§ **Exercise directions**:
Could you rewrite the listing below as a two-column CSV with the headers instruction and svg_answer, giving each instruction and its answer one row, with every field in double quotes and line breaks replaced by spaces? Leave the pictures out.

§ **Data to process**:
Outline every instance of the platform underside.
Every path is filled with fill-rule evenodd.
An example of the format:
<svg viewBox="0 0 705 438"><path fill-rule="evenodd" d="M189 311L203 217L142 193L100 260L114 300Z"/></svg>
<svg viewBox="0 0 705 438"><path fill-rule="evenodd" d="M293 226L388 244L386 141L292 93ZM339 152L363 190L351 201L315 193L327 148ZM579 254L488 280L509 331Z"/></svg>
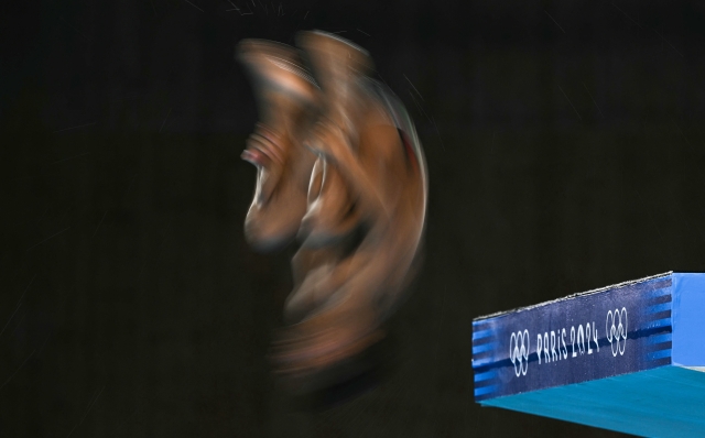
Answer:
<svg viewBox="0 0 705 438"><path fill-rule="evenodd" d="M705 372L673 365L480 404L647 437L705 436Z"/></svg>

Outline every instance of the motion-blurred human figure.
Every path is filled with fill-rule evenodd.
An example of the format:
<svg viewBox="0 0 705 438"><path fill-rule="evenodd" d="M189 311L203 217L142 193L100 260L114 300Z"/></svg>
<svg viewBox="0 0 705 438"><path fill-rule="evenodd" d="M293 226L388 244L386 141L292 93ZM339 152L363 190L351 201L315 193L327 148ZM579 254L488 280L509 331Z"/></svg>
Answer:
<svg viewBox="0 0 705 438"><path fill-rule="evenodd" d="M376 366L369 352L384 338L383 324L415 272L427 179L413 123L393 94L369 77L367 52L323 32L301 33L297 43L319 88L306 88L302 108L314 122L299 124L294 136L314 163L305 153L292 158L292 167L310 168L308 185L304 212L296 189L295 210L286 216L288 236L299 219L301 248L273 359L286 382L306 393L345 385ZM281 184L299 184L299 177L291 173ZM274 209L257 211L248 223L274 220L268 217ZM246 226L251 229L257 226Z"/></svg>

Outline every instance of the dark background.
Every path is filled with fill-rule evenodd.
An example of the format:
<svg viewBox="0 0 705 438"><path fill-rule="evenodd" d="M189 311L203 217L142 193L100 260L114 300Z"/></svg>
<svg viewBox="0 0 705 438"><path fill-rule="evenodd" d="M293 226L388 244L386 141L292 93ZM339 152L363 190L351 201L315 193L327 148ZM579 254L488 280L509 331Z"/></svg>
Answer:
<svg viewBox="0 0 705 438"><path fill-rule="evenodd" d="M704 270L699 4L3 2L0 436L609 435L475 405L471 319ZM316 415L265 361L291 254L243 242L234 59L302 29L371 52L431 182L401 365Z"/></svg>

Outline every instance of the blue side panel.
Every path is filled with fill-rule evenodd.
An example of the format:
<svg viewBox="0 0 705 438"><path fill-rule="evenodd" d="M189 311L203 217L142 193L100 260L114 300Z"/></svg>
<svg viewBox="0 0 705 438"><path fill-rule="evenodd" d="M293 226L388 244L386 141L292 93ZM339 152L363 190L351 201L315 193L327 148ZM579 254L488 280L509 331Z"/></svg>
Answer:
<svg viewBox="0 0 705 438"><path fill-rule="evenodd" d="M475 399L671 364L672 275L473 322Z"/></svg>
<svg viewBox="0 0 705 438"><path fill-rule="evenodd" d="M705 436L705 373L661 366L492 398L485 406L647 437Z"/></svg>
<svg viewBox="0 0 705 438"><path fill-rule="evenodd" d="M705 275L673 274L673 363L705 366Z"/></svg>

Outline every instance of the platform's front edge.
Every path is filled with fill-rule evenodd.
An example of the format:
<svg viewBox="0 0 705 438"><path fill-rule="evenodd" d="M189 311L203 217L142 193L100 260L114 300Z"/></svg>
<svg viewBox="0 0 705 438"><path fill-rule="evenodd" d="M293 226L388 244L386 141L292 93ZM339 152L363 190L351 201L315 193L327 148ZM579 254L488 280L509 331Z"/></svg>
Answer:
<svg viewBox="0 0 705 438"><path fill-rule="evenodd" d="M671 363L672 275L473 324L475 398Z"/></svg>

§ **Solution for this problem**:
instruction,svg_answer
"Outline every instance of the platform underside. Every path is filled with fill-rule evenodd. An example of the format: <svg viewBox=""0 0 705 438""><path fill-rule=""evenodd"" d=""M189 311L203 217L142 193L100 260L114 300Z""/></svg> <svg viewBox=""0 0 705 438""><path fill-rule=""evenodd"" d=""M293 226L388 244L386 141L292 93ZM339 152L363 190L351 201L315 193L327 148ZM579 254L488 280L509 331Z""/></svg> Answer:","<svg viewBox=""0 0 705 438""><path fill-rule=""evenodd"" d=""M705 372L673 365L480 404L647 437L705 436Z""/></svg>"
"Outline every instance of the motion-blurred human figure. Every path is filled with fill-rule evenodd. An example of the format: <svg viewBox=""0 0 705 438""><path fill-rule=""evenodd"" d=""M189 311L203 217L142 193L100 260L114 300Z""/></svg> <svg viewBox=""0 0 705 438""><path fill-rule=""evenodd"" d=""M293 226L388 244L386 141L292 93ZM339 152L363 190L351 201L315 193L327 148ZM579 254L488 280L509 331Z""/></svg> Answer:","<svg viewBox=""0 0 705 438""><path fill-rule=""evenodd"" d=""M376 366L369 352L384 338L383 324L415 272L427 179L413 123L393 94L369 77L367 52L323 32L301 33L297 43L319 88L306 88L302 108L314 122L299 124L294 136L314 163L305 153L292 158L292 167L310 168L308 185L304 212L296 189L295 210L286 216L288 236L299 219L301 248L273 359L286 382L306 393L345 385ZM281 184L299 184L299 177L291 173ZM274 209L257 211L248 223L274 220L268 217ZM246 226L251 229L257 226Z""/></svg>"
"Outline every instance of the dark background. Every path is filled with fill-rule evenodd. An example of the format: <svg viewBox=""0 0 705 438""><path fill-rule=""evenodd"" d=""M189 311L203 217L142 193L100 260L114 300Z""/></svg> <svg viewBox=""0 0 705 438""><path fill-rule=""evenodd"" d=""M293 226L388 244L386 141L292 93ZM339 152L363 190L351 201L315 193L327 148ZM579 254L488 280L509 331Z""/></svg> Answer:","<svg viewBox=""0 0 705 438""><path fill-rule=""evenodd"" d=""M704 270L699 4L3 2L0 436L609 435L475 405L471 319ZM316 415L265 361L291 254L243 242L234 59L302 29L371 52L431 182L401 365Z""/></svg>"
"Outline every instance of the blue side panel. Every path is filled with fill-rule evenodd. An example of the format: <svg viewBox=""0 0 705 438""><path fill-rule=""evenodd"" d=""M189 311L203 217L142 193L100 260L114 300Z""/></svg> <svg viewBox=""0 0 705 438""><path fill-rule=""evenodd"" d=""M293 226L388 244L386 141L292 93ZM339 152L363 190L351 201L315 193L327 148ZM579 254L488 280L509 331Z""/></svg> Answer:","<svg viewBox=""0 0 705 438""><path fill-rule=""evenodd"" d=""M475 399L671 364L672 275L473 322Z""/></svg> <svg viewBox=""0 0 705 438""><path fill-rule=""evenodd"" d=""M705 436L705 373L661 366L492 398L485 406L647 437Z""/></svg> <svg viewBox=""0 0 705 438""><path fill-rule=""evenodd"" d=""M705 275L673 274L673 363L705 366Z""/></svg>"
"Outline every instance of the platform's front edge. Every path is filled with fill-rule evenodd. An example of the format: <svg viewBox=""0 0 705 438""><path fill-rule=""evenodd"" d=""M189 311L203 217L142 193L100 260L114 300Z""/></svg> <svg viewBox=""0 0 705 438""><path fill-rule=""evenodd"" d=""M293 226L388 244L386 141L292 93ZM339 152L363 190L351 201L315 193L327 148ZM579 254L488 280L509 331Z""/></svg> Answer:","<svg viewBox=""0 0 705 438""><path fill-rule=""evenodd"" d=""M671 363L672 275L473 324L475 398Z""/></svg>"